SHORT EXERCISE | Rewrite the records below, replacing "Target" with "Object" everywhere it appears and leaving everything else unchanged. Leave the pictures out of your answer.
[BEGIN]
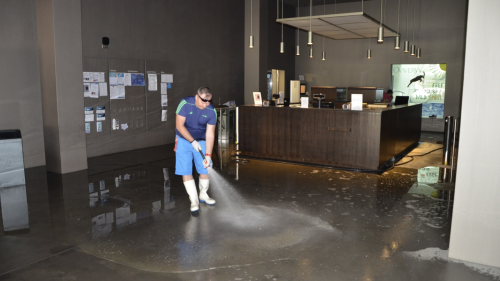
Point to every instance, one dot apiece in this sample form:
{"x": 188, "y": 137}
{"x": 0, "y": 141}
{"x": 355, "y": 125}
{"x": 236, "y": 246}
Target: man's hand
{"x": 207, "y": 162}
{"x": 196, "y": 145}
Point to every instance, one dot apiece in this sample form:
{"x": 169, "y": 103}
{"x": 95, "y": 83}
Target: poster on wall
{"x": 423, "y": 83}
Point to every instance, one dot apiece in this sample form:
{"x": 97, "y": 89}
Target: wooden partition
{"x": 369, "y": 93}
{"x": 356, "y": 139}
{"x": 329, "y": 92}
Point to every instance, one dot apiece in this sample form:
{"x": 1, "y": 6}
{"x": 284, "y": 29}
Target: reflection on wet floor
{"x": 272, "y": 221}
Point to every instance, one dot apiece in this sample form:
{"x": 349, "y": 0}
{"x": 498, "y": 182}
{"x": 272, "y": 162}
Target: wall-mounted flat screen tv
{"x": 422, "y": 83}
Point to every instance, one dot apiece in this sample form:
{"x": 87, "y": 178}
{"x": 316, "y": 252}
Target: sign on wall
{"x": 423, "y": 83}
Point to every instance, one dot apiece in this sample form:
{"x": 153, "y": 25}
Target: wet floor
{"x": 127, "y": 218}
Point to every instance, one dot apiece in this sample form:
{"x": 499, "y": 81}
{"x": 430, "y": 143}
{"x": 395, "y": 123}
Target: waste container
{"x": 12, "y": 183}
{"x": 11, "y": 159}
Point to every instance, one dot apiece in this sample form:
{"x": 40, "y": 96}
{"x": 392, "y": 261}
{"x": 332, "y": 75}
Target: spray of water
[END]
WRITTEN RESPONSE |
Point to every instance, one dot apiece in this sample form:
{"x": 188, "y": 137}
{"x": 0, "y": 141}
{"x": 355, "y": 125}
{"x": 236, "y": 246}
Object: man's hand
{"x": 207, "y": 162}
{"x": 196, "y": 145}
Point to every instance, one dot apiece in this sample form:
{"x": 169, "y": 103}
{"x": 95, "y": 83}
Object: poster on wall
{"x": 423, "y": 83}
Point to every instance, one dot apiece in this sample form:
{"x": 97, "y": 89}
Object: wooden partition
{"x": 369, "y": 93}
{"x": 356, "y": 139}
{"x": 329, "y": 92}
Point to every instance, one dot apiece in this sample form:
{"x": 1, "y": 6}
{"x": 284, "y": 29}
Object: reflection on wet floor
{"x": 272, "y": 221}
Point to every instance, one dot apiece in this sample form:
{"x": 349, "y": 0}
{"x": 498, "y": 182}
{"x": 272, "y": 162}
Object: wall-mounted flat screen tv
{"x": 422, "y": 83}
Point to every instance, one dot apiece in this sample form:
{"x": 87, "y": 178}
{"x": 316, "y": 252}
Object: sign on wall
{"x": 423, "y": 83}
Point to every instance, one dot apiece in this sample form:
{"x": 153, "y": 25}
Object: wet floor
{"x": 127, "y": 218}
Point to every instance, one dot apiece in this sample form:
{"x": 499, "y": 81}
{"x": 430, "y": 143}
{"x": 395, "y": 123}
Object: waste container
{"x": 12, "y": 183}
{"x": 11, "y": 159}
Point to every instance, one dot apiece in this sample form:
{"x": 40, "y": 96}
{"x": 392, "y": 261}
{"x": 332, "y": 75}
Object: spray of water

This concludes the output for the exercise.